Reproduce every line of the material from its start through the line containing "[[146, 248]]", inclusive, offsetting each coordinate in the answers by -19 and leaving everything else unchanged.

═════ RECORDS TO USE ═════

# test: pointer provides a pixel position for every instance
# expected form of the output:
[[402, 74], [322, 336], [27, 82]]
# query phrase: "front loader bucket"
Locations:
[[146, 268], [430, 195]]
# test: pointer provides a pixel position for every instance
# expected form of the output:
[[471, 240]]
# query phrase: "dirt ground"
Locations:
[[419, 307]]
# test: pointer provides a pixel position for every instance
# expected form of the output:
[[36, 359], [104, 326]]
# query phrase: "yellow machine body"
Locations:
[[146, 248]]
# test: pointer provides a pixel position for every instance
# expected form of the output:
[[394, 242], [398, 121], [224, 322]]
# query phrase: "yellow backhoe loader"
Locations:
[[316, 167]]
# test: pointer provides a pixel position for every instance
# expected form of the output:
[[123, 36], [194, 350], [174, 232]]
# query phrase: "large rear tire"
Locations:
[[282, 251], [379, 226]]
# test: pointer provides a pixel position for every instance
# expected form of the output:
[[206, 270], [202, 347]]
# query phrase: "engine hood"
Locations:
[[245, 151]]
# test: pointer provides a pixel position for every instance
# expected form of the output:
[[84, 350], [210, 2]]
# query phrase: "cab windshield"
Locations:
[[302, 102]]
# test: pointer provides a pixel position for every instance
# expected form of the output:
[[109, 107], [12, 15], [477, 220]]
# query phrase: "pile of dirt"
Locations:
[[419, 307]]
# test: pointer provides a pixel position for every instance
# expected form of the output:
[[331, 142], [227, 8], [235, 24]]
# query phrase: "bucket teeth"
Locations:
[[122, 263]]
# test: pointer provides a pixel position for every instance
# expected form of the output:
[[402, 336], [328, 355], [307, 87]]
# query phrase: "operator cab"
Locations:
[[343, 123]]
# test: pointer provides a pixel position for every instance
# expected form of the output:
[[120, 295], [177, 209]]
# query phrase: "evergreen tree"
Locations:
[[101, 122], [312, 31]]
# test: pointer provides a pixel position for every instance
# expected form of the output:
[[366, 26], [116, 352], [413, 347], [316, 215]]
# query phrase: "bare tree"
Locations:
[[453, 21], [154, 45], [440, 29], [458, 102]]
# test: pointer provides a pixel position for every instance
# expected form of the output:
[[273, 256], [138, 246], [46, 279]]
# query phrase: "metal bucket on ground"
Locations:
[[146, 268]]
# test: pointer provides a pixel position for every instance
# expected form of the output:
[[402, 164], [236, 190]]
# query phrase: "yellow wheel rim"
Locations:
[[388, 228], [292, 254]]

═════

RIGHT ANSWER →
# test: pointer provides a pixel position for every instance
# expected form of the output:
[[402, 74], [322, 336], [27, 82]]
# query phrase: "front loader bucket"
Locations:
[[127, 249], [411, 176]]
# test: pointer provides a pixel position for every instance
# expected form of the output:
[[471, 240]]
# query phrase: "dirt ground"
Locations:
[[400, 288]]
# test: pointer provides a pixel position for every instance
# expected form of the output:
[[36, 359], [104, 326]]
# query phrase: "yellow machine body"
Locations:
[[127, 229]]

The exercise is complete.